§ EXERCISE DETAILS
Can you quote the records below in full, word for word?

──────── ROWS

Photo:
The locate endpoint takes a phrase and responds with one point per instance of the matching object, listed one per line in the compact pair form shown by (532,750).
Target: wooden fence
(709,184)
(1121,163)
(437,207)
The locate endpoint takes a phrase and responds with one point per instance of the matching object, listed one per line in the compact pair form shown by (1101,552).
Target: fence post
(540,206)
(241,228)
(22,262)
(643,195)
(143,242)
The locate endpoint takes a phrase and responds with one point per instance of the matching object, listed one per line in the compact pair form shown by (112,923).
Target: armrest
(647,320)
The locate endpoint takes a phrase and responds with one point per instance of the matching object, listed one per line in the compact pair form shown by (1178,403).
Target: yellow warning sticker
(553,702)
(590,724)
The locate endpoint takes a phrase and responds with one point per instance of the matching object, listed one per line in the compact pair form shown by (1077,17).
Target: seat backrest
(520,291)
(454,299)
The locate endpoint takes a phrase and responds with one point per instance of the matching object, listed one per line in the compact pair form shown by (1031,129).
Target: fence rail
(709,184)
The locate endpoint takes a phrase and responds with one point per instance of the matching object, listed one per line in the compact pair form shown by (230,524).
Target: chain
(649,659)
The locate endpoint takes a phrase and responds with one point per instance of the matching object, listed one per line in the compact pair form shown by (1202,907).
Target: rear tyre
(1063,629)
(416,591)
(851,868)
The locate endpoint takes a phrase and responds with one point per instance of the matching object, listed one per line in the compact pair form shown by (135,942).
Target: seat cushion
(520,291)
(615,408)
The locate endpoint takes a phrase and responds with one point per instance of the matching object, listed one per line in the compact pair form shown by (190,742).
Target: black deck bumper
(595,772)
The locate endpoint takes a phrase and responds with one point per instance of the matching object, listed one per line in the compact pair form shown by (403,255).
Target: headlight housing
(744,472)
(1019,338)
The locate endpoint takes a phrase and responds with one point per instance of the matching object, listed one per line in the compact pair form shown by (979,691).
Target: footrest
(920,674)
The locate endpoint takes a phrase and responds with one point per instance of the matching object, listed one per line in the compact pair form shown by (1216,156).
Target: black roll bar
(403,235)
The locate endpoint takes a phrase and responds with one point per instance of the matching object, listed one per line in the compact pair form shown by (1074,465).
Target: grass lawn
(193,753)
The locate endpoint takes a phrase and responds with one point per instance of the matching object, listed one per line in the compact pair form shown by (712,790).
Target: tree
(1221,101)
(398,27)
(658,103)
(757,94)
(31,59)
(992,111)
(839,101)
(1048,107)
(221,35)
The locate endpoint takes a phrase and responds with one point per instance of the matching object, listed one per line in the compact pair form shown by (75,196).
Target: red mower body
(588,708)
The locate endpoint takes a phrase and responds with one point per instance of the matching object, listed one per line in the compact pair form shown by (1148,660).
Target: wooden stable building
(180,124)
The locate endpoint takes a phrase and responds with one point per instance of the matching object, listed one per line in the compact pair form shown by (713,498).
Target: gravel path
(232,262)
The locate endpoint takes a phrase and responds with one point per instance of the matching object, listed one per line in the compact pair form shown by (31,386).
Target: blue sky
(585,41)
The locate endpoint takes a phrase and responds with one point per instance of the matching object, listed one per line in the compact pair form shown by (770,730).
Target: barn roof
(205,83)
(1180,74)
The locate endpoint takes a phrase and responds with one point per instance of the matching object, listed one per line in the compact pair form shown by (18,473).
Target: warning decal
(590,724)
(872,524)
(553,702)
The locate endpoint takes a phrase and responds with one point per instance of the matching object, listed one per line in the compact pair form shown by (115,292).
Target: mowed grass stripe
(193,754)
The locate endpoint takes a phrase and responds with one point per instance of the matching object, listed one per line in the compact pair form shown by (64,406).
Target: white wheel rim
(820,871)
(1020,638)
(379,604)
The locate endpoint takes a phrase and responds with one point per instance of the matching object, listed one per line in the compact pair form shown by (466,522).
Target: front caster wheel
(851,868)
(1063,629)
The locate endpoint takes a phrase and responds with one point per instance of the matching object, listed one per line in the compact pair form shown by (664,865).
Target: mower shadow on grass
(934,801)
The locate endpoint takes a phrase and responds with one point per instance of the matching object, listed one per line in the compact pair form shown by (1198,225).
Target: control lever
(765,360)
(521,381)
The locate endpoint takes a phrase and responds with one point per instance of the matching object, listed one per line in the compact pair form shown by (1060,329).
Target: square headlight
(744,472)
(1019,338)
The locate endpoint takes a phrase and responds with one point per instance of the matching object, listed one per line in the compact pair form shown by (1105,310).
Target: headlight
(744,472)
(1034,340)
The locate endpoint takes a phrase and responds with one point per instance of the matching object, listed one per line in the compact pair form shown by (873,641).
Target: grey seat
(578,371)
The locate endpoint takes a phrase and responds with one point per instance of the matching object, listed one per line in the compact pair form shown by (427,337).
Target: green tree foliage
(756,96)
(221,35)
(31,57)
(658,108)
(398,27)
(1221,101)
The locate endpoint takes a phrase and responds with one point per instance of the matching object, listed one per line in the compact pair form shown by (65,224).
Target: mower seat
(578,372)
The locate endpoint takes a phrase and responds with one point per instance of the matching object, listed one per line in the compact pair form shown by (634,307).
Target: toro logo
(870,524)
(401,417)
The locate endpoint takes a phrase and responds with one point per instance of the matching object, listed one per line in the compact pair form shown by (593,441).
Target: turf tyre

────────────────

§ RESULT OF THE TASK
Photo:
The locate endpoint takes a phrase and responds with one point per instance of the matching object, listed one per line in the compact pair form shown by (532,750).
Target: wooden fence
(709,184)
(1121,163)
(437,207)
The locate endpoint takes a phrase and responds with one point per instance of the matching object, listed one per line in the compact pair form shown by (1101,552).
Target: fence post
(540,206)
(241,228)
(22,262)
(643,195)
(143,242)
The locate endpoint takes a phrase and responds with one point per instance of the matching object, listed one per line in the compact pair form shown by (112,923).
Target: armrest
(647,320)
The locate endpoint takes a phrase and responds with one point per instance of the matching object, listed one per line in the compact pair form shown by (1178,403).
Target: yellow warning sticker
(553,702)
(590,724)
The locate endpoint takes a phrase and responds with one point per instance of the matching object, listed one per line in the compact pair form shown by (1077,17).
Target: seat backrest
(520,291)
(454,299)
The locate endpoint takes a phrase and responds with one point per instance of the matching object, listed one per line in the compact pair form shown by (1031,129).
Target: fence rail
(709,184)
The locate endpoint takes a phrase and responds with one point per instance of the matching object, listed one per line in the compact pair form shown by (230,524).
Target: chain
(649,659)
The locate endpoint takes a phrase and responds with one point per instance of the matching object, listed one per line in the compact pair form shown by (1202,907).
Target: rear tyre
(1063,629)
(416,591)
(851,868)
The locate endpoint takes a phrase and responds with one point per instance of the matching object, listed one per line in the compact pair form shown by (135,942).
Target: seat cushion
(520,291)
(615,408)
The locate endpoint takes a phrase and responds with one point per instance of the matching object, listed one per line in the compact pair form shown by (190,742).
Target: black deck bumper
(595,772)
The locate endpoint takes a phrase and responds with one point per instance of the matching object, listed one per line in the compact pair form shown by (403,255).
Target: headlight housing
(744,472)
(1019,338)
The locate endpoint takes a phrase and responds with one point per instance of the matching object, listed one per line in the compact pair form shown by (979,691).
Target: footrest
(920,674)
The locate endpoint takes a phrase and responds with one point per instance of the matching object, listed one per line in the compact pair form shown by (1216,156).
Target: black roll bar
(403,235)
The locate endpoint takes a phrase and responds with one point per instance of the matching object, listed one per line in the compact pair form shown by (1074,465).
Target: grass lawn
(193,753)
The locate endpoint takes a phrase and responds with one point per instance of the matching object, listed one per line in the compact pair form shown by (712,790).
Target: tree
(1221,101)
(398,27)
(658,103)
(757,94)
(31,59)
(992,111)
(839,101)
(1048,107)
(221,35)
The locate endpoint takes a phrase and responds with one point per instance of the matching object, listed one per line in the compact pair form shown by (75,196).
Target: red mower body
(588,708)
The locate endpoint takes a phrase and responds with one point per instance of the matching object, listed one per line in the compact pair form shown by (1148,660).
Target: wooden stable building
(180,124)
The locate endpoint takes a phrase and responds with one point per instance of the matching object, listed one per line in the compact pair form shown by (713,498).
Target: gravel path
(232,262)
The locate endpoint takes a phrase and responds with one point per instance of the matching object, listed one per line in the compact pair form shown by (31,386).
Target: blue sky
(585,41)
The locate endpoint takes a phrase and responds with one point per instance of the matching object, listed one per line in the compact pair form shown by (770,730).
Target: barn roof
(205,83)
(1180,74)
The locate endpoint takes a phrase and responds with one point per instance of the matching object, listed one per line in the compact pair form shown by (18,473).
Target: warning decal
(590,724)
(872,524)
(553,702)
The locate endpoint takes a phrase and responds with one point per instance of the matching object, listed one per line in the compact pair form shown by (115,292).
Target: mowed grass stripe
(193,754)
The locate endpoint takes a phrase and responds with one point per instance of the matching object, listed one per line in the compact pair form shown by (64,406).
Target: white wheel rim
(820,871)
(1020,638)
(379,604)
The locate endpoint takes a phrase and responds with one point per instance of the matching object, listed one per line in the compact pair form shown by (466,522).
Target: front caster wheel
(851,868)
(1063,629)
The locate endpoint takes a phrase and responds with one point per instance of the matching object, listed one per line in the compact pair form shown by (664,865).
Target: mower shadow on grass
(934,801)
The locate endpoint takes a phrase and responds with one point per instance of the matching object, listed one per line in the compact pair form shown by (1198,225).
Target: control lever
(765,360)
(521,381)
The locate endpoint takes a phrase and responds with one point per instance of the matching object, listed one per line in the compact pair form shown by (1060,329).
Target: square headlight
(744,472)
(1019,338)
The locate endpoint takes a phrase and responds with one point per instance of the matching object, listed one per line in the compact pair form shown by (1105,310).
Target: headlight
(744,472)
(1034,340)
The locate endpoint takes a phrase and responds with one point per instance of the matching object, listed one per line in the compact pair form shown by (873,641).
Target: grey seat
(578,371)
The locate endpoint takes a phrase and responds with one point per instance of the matching object, listed one per line in the compact pair form shown by (427,337).
Target: green tree foliage
(756,96)
(221,35)
(31,57)
(658,108)
(398,27)
(1221,101)
The locate endpoint takes a phrase and responds with one point per instance of the matching object, listed one per line in the compact pair form shown by (65,224).
Target: mower seat
(578,372)
The locate endpoint takes a phrase and responds with one point per instance of the matching object, listed one per line in the compact pair form shown by (634,307).
Target: toro logo
(870,524)
(401,417)
The locate endpoint takes a phrase and responds with one point per instance of the matching object, listed one per line in the compact pair form shown by (593,441).
Target: turf tyre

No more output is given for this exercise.